Records contained in a dataset
_____

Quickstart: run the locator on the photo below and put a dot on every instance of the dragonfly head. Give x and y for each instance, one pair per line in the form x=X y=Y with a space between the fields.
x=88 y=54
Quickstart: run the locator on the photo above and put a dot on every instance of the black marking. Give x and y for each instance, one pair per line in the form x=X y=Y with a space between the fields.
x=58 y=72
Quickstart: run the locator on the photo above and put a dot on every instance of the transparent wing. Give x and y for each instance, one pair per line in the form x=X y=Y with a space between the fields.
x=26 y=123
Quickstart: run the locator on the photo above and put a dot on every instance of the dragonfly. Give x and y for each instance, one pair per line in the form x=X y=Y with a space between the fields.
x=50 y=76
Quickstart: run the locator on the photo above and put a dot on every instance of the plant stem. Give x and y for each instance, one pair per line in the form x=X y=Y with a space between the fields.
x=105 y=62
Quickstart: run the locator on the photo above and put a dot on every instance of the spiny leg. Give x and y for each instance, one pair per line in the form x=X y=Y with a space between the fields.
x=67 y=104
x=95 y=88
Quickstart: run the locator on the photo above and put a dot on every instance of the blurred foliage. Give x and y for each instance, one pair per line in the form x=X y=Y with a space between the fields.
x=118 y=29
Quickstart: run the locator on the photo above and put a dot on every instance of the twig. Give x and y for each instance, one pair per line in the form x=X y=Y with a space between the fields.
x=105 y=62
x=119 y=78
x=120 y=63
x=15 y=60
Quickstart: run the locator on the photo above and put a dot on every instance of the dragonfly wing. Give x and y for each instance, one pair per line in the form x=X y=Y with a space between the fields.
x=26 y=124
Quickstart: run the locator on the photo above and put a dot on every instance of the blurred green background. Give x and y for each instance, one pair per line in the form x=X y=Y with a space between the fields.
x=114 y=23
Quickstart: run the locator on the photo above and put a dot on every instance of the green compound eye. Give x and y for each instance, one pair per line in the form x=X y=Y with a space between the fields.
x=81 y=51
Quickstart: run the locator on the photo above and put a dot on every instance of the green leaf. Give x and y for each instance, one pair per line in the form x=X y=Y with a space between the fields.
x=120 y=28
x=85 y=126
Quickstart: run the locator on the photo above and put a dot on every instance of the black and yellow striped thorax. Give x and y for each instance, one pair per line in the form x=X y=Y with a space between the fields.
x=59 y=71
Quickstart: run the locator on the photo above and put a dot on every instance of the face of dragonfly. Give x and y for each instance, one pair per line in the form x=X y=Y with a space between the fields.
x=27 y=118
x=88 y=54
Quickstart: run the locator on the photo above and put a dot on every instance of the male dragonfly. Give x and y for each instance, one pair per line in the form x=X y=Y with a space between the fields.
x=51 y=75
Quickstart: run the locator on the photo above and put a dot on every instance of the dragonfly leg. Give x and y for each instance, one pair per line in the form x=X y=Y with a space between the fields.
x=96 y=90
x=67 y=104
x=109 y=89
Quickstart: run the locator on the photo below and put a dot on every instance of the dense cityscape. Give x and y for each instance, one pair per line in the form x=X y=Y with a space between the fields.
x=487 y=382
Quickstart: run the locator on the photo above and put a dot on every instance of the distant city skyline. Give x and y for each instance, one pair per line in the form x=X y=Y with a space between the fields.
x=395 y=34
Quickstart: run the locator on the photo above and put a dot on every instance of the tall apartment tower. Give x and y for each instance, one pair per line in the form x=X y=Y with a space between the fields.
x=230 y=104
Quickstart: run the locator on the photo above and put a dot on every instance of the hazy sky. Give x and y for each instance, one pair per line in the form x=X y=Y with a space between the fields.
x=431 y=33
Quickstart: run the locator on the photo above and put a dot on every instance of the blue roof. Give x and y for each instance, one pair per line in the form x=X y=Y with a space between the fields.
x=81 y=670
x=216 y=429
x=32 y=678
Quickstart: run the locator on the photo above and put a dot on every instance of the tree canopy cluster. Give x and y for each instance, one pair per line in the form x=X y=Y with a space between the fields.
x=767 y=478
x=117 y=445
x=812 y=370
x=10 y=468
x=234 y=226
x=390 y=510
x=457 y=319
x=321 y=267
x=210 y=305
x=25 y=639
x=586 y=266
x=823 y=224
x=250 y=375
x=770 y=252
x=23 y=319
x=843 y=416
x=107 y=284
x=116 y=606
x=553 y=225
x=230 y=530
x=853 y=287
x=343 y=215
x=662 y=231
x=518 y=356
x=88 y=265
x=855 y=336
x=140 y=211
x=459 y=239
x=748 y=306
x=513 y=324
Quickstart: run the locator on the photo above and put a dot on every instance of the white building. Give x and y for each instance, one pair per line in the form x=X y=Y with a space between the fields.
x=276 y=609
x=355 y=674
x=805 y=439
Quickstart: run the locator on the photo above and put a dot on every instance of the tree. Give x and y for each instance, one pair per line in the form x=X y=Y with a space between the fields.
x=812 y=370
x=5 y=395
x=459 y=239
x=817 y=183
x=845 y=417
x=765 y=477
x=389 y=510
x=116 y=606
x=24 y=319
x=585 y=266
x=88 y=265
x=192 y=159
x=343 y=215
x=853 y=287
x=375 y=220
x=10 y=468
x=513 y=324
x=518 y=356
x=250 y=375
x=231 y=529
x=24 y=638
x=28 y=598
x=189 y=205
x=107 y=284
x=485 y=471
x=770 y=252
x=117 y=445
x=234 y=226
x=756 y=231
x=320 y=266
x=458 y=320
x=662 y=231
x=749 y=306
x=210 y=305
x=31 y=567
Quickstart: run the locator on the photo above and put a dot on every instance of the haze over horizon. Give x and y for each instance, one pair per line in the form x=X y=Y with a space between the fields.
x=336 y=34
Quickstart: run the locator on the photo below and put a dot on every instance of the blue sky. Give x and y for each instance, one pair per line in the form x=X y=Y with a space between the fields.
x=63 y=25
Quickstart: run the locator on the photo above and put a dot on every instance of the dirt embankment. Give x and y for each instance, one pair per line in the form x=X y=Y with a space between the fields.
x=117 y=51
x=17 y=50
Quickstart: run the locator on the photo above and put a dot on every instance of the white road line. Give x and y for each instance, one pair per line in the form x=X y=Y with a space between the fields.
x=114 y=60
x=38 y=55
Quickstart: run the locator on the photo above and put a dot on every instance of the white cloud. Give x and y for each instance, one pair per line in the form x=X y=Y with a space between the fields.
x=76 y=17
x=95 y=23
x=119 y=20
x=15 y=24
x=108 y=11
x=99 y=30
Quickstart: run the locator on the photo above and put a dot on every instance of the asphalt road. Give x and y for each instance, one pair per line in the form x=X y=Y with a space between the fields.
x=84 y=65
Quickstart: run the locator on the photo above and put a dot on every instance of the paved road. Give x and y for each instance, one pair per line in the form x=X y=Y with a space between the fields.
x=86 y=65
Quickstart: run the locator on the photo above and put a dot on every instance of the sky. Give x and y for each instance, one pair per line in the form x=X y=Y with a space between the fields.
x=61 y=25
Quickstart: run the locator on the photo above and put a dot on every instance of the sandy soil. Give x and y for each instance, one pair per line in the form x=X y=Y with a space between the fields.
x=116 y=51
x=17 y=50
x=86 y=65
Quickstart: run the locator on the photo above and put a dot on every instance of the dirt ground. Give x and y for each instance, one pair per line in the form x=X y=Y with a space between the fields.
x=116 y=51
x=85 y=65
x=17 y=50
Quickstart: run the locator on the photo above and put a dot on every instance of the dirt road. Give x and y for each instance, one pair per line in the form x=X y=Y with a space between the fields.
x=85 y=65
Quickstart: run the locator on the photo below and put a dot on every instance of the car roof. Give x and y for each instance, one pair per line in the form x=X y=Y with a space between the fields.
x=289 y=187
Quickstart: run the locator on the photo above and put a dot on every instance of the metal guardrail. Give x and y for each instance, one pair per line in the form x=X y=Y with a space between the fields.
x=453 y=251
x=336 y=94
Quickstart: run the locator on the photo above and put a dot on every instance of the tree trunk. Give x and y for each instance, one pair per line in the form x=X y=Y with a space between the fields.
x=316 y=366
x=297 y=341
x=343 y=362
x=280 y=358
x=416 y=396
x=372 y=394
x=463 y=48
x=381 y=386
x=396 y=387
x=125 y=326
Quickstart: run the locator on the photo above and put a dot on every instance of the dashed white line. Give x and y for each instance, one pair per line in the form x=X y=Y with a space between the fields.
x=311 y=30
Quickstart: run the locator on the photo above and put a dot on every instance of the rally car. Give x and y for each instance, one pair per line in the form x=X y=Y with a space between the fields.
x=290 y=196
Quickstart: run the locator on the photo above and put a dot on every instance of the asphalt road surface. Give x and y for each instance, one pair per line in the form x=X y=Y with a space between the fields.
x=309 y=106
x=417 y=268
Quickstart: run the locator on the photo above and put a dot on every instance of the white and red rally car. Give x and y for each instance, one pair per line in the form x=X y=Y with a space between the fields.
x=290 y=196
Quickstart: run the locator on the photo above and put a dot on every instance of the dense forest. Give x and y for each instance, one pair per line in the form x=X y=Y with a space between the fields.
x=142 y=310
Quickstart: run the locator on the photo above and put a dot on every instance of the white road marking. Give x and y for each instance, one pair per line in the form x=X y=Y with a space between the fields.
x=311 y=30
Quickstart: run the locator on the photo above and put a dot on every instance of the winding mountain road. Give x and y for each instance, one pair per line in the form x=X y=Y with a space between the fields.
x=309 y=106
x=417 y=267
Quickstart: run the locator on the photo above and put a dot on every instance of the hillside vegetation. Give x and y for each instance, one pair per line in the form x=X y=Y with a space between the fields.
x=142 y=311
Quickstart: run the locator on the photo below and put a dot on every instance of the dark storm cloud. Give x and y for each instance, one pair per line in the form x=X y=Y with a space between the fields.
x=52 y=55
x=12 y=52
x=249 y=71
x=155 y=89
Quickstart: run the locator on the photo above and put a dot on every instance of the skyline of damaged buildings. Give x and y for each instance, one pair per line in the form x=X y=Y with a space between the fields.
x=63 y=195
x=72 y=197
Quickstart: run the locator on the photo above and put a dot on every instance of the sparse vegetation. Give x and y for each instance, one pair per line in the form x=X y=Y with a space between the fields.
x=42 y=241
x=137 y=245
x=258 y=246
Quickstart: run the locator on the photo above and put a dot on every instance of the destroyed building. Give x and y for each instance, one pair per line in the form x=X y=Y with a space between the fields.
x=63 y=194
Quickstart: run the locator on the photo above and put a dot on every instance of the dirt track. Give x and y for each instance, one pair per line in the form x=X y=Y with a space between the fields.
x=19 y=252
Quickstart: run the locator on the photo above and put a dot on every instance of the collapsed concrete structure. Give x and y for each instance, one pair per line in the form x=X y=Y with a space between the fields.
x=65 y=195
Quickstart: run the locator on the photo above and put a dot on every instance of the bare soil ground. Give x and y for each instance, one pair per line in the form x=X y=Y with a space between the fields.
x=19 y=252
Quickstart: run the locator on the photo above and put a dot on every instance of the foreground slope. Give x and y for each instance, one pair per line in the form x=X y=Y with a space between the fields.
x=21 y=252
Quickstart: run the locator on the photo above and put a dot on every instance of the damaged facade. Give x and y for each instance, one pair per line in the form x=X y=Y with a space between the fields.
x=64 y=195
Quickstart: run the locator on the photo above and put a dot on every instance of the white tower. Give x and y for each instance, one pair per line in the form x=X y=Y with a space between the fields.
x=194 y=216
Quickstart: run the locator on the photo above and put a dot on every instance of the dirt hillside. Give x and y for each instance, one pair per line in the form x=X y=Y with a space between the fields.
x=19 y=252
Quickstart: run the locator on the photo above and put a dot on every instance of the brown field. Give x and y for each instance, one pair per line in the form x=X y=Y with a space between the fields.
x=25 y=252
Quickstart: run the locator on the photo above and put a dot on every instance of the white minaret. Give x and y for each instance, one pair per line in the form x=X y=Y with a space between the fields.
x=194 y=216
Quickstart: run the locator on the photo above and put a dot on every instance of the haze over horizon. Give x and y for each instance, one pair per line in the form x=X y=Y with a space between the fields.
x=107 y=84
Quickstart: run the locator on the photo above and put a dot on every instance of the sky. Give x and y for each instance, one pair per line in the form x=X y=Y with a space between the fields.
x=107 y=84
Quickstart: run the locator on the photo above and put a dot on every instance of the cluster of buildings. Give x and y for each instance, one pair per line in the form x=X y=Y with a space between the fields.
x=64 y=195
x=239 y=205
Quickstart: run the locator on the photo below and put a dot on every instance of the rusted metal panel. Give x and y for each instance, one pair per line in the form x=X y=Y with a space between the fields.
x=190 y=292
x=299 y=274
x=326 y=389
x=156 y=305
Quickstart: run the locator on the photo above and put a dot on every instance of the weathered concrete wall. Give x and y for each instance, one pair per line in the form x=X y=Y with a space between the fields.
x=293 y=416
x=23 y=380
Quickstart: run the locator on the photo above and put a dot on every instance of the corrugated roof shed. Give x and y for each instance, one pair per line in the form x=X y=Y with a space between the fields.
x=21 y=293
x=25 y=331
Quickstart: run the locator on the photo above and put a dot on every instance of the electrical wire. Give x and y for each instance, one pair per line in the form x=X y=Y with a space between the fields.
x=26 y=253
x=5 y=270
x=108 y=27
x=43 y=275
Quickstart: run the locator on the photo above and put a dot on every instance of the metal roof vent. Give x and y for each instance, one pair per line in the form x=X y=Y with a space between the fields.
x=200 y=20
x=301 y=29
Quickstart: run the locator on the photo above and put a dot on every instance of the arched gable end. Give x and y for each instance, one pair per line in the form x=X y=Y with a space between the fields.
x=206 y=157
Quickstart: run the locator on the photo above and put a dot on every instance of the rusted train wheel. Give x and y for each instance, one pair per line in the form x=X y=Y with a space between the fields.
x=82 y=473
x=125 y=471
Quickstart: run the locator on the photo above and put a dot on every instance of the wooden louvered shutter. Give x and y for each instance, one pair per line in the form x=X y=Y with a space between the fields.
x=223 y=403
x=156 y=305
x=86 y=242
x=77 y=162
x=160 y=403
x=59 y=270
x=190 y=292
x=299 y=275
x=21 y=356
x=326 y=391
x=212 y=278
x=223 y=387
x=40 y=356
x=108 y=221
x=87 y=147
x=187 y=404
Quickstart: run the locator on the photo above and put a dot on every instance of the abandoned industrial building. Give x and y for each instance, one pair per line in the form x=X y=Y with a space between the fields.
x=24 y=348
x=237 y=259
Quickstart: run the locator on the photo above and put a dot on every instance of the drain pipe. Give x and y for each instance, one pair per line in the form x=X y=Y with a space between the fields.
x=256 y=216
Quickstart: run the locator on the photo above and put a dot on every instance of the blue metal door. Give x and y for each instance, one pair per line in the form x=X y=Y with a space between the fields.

_____

Beginning with the line that contains "of the arched", quote each line exactly through the last line of the entries above, and nothing beyond them.

Solution for this problem:
Quickstart: run the locator on the photo above and put a dot on every instance of the arched gable end. Give x and y for each instance, one pair per line in the form x=X y=Y with a space between the fields.
x=206 y=157
Quickstart: run the locator on the photo above and put a dot on every instance of the rusted train wheel. Give x and y for each instance, one pair per line in the form x=X y=Y with a space between the fields.
x=82 y=473
x=125 y=471
Quickstart: run the locator on the photo above and put a dot on every instance of the wooden louvered shutter. Give x and y for each instance, one pair per line in the form x=X y=Y with a space between the fields.
x=223 y=403
x=156 y=305
x=86 y=242
x=77 y=162
x=160 y=403
x=59 y=270
x=190 y=292
x=299 y=275
x=21 y=356
x=326 y=391
x=212 y=278
x=223 y=387
x=40 y=356
x=108 y=221
x=87 y=147
x=187 y=404
Quickstart: run the locator on the photo above and put a dot on every instance of the abandoned industrial building. Give x and y for each instance, one pair per line in the form x=X y=Y with a space between the fields.
x=24 y=348
x=237 y=259
Quickstart: run the locator on the photo above and put a dot on every instance of the drain pipe. Give x and y for each instance, one pair per line in the form x=X y=Y with a space between the fields.
x=256 y=216
Quickstart: run the locator on the photo above and put a dot on every instance of the blue metal door. Give x and y for each instance, one pair per line in the form x=X y=Y with a space between the fields.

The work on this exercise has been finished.